- **GIVEN REQUEST**
Find "Objective — one point on each instance of the eyeglasses" in the data below; transcribe the line it appears on and each line after it, exactly, to the end, and nothing else.

(Labeled-object pointing entries)
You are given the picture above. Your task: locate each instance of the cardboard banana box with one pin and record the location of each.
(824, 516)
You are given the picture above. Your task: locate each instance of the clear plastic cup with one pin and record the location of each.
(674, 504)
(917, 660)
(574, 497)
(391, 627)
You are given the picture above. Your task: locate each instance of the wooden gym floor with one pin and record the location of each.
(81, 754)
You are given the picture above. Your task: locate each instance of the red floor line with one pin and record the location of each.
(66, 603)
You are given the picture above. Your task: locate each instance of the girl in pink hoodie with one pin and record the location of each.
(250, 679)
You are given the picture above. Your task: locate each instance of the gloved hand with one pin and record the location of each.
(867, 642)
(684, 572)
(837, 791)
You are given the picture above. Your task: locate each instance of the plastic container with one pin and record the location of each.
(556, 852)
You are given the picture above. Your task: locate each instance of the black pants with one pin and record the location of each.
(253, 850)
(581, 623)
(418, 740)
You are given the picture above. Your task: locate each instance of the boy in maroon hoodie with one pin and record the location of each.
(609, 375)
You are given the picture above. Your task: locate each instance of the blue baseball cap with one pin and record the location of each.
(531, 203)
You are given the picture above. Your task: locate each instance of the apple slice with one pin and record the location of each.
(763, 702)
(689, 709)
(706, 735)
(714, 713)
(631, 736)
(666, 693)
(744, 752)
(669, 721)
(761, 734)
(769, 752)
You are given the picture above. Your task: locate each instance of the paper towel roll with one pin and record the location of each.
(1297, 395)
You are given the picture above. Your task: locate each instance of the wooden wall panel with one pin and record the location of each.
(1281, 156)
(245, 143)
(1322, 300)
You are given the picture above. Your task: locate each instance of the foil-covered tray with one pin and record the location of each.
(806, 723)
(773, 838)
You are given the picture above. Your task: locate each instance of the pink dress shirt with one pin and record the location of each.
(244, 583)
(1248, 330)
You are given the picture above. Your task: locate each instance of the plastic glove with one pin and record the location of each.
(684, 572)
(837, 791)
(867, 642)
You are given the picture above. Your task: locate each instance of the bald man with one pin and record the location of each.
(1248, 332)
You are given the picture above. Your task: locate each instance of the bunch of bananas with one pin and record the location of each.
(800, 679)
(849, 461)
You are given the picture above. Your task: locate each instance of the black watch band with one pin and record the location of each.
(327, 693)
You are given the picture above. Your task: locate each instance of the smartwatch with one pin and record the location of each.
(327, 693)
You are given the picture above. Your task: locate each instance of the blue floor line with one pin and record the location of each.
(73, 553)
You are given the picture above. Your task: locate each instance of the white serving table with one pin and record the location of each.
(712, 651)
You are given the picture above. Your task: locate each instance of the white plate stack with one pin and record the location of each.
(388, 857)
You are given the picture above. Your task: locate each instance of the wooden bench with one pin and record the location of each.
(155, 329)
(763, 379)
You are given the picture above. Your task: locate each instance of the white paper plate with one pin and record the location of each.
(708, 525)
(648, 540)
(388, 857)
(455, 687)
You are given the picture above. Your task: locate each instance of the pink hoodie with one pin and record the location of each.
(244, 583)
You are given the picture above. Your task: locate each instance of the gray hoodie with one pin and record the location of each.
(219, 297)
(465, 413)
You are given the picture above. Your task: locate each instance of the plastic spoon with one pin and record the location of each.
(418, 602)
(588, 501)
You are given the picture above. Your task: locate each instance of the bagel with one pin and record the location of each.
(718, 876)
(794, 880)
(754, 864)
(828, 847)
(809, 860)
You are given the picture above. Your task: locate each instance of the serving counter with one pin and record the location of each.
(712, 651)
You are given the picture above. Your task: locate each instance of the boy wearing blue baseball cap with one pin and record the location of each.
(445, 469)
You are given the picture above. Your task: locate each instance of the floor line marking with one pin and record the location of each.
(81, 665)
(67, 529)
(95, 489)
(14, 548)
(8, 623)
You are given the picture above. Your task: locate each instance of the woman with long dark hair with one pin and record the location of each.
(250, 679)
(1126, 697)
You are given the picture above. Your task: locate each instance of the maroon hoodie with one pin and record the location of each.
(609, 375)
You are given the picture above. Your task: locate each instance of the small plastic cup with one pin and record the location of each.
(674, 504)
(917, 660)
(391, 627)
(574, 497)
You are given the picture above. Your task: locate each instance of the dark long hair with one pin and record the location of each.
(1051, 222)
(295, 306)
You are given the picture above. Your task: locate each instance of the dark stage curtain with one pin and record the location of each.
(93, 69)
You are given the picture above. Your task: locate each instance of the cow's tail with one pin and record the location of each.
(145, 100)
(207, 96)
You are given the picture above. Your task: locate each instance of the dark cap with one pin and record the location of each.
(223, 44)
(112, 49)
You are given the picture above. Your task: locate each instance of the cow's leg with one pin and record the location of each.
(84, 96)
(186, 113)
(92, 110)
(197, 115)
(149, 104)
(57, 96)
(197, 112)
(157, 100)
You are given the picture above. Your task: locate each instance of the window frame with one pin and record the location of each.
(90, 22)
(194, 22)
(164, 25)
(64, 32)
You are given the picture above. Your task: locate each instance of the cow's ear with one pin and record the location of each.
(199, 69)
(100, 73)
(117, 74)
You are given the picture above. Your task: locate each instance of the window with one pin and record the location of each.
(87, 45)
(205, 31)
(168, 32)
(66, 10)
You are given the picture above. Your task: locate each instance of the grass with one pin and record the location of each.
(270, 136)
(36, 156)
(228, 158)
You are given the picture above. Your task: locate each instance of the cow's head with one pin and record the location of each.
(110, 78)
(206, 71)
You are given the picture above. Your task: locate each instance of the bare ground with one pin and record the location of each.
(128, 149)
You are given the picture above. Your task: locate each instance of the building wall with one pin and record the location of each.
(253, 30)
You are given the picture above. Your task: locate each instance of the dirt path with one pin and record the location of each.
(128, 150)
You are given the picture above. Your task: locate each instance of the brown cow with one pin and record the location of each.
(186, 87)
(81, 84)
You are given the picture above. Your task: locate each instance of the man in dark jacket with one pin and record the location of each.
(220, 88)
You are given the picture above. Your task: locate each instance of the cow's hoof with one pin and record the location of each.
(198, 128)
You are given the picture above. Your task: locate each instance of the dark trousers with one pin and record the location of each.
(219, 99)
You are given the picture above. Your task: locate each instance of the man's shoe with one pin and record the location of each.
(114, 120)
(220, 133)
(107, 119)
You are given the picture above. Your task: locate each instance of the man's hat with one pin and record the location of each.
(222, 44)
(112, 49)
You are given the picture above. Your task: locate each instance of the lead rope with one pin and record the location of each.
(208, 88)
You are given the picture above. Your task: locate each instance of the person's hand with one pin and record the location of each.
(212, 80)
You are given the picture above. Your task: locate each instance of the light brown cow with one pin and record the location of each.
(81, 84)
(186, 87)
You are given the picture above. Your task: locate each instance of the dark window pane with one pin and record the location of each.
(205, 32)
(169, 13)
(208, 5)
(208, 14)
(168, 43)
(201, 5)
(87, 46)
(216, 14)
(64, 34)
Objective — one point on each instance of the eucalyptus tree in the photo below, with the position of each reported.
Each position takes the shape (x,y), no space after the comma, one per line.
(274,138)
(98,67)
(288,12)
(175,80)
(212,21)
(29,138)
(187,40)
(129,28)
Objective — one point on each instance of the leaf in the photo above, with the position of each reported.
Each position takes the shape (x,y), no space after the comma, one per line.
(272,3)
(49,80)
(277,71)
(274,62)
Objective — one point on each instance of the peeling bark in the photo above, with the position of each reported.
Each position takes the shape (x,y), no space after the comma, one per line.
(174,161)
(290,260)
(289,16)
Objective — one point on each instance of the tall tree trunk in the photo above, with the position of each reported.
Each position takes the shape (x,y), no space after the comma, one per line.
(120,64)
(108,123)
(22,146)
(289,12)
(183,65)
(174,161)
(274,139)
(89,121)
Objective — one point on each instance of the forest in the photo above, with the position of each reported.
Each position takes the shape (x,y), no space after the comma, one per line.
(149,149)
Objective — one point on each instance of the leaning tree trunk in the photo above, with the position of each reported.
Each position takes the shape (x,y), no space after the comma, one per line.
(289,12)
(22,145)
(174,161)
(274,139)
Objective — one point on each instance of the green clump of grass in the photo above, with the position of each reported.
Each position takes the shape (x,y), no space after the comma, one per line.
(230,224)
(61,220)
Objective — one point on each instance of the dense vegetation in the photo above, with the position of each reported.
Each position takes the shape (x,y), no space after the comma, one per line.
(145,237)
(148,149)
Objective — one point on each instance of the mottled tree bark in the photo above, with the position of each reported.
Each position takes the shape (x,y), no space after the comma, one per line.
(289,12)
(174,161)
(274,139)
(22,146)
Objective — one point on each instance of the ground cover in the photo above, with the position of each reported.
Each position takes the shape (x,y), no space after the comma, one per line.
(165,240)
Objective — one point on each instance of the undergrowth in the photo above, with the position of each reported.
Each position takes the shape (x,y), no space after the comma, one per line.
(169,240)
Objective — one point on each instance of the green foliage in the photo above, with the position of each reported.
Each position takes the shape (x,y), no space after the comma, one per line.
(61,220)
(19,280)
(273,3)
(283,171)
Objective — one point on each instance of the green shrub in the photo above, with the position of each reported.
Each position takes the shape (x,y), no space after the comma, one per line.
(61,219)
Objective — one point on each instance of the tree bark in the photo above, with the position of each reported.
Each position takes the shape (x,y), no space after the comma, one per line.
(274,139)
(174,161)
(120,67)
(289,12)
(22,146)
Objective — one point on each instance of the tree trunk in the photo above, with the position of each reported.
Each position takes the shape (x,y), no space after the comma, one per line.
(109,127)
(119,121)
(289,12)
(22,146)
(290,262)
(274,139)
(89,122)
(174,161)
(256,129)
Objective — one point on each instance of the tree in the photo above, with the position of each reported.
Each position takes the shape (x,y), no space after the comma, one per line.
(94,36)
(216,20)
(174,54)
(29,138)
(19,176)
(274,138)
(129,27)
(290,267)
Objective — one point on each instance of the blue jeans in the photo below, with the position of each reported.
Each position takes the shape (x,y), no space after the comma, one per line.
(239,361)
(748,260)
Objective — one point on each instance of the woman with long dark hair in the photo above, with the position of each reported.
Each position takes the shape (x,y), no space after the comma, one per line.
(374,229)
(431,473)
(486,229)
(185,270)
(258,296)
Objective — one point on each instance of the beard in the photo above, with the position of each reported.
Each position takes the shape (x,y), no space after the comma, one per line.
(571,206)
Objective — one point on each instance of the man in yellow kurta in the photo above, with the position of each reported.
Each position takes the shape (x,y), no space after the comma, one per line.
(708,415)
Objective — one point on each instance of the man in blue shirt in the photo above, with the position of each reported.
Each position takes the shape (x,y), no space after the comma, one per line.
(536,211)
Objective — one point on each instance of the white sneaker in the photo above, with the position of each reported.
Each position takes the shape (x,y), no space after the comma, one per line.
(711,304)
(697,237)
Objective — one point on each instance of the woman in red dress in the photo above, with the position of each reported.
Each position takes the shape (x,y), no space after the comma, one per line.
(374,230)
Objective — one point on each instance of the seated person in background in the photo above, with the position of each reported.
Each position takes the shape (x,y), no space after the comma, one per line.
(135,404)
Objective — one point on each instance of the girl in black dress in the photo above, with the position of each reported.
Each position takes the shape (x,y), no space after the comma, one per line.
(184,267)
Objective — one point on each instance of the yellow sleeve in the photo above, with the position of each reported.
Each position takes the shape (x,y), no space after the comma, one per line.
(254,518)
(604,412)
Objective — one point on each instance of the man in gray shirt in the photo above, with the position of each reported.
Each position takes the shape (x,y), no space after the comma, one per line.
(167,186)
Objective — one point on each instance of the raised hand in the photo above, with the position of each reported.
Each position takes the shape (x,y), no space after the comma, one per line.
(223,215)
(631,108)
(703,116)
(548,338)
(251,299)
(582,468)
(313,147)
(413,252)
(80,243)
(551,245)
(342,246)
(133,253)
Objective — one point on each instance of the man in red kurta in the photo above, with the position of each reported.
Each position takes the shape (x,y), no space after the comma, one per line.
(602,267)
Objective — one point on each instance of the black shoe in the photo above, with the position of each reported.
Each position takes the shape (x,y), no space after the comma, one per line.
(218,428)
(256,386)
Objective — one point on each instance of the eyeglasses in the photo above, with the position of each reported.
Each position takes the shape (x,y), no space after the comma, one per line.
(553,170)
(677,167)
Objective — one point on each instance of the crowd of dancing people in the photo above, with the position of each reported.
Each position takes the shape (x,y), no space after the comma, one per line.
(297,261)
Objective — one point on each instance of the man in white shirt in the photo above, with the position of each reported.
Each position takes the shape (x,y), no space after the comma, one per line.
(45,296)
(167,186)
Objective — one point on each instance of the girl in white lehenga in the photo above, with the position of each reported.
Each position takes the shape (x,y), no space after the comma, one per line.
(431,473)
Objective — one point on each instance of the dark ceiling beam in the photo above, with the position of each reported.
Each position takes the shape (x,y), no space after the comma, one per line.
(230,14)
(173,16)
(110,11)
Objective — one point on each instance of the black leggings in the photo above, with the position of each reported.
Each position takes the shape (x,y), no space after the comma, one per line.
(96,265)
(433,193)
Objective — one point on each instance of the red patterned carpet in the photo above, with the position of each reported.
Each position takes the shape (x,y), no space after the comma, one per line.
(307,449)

- **TASK OUTPUT**
Objective — one point on each instance of the eyeglasses in the photo above, with the position of each reported.
Each position takes the shape (x,y), no space after the comma, one per line.
(553,170)
(677,167)
Objective — one point on each instance of the crowd of dancing people in the photo above, with the position of each reported.
Each position takes the shape (x,y), no space after the comma, one per line.
(297,261)
Objective — one point on each instance of the man in white shirt in the photo above, with the position of each reported.
Each position takes the shape (x,y), no space after the comma, one per line.
(45,296)
(167,186)
Objective — one point on each instance of the girl in white lehenga in the photo above, with the position of each reported.
Each position takes the shape (x,y), no space after the comma, one per line.
(431,473)
Objective — one point on each instance of the dark ceiling beam in the photo above, with the position of each reported.
Each position takes the shape (x,y), no space after the comma, one per line.
(230,14)
(173,16)
(110,11)
Objective — one point on each instance of the black leggings in the photo above, with the position of each reported.
Each position takes the shape (x,y), no space after the comma, one per line.
(96,265)
(433,193)
Objective — one point on each instance of the red patterned carpet in the photo above, with the position of each reported.
Each position takes the shape (x,y), no space after the comma, one per line.
(307,449)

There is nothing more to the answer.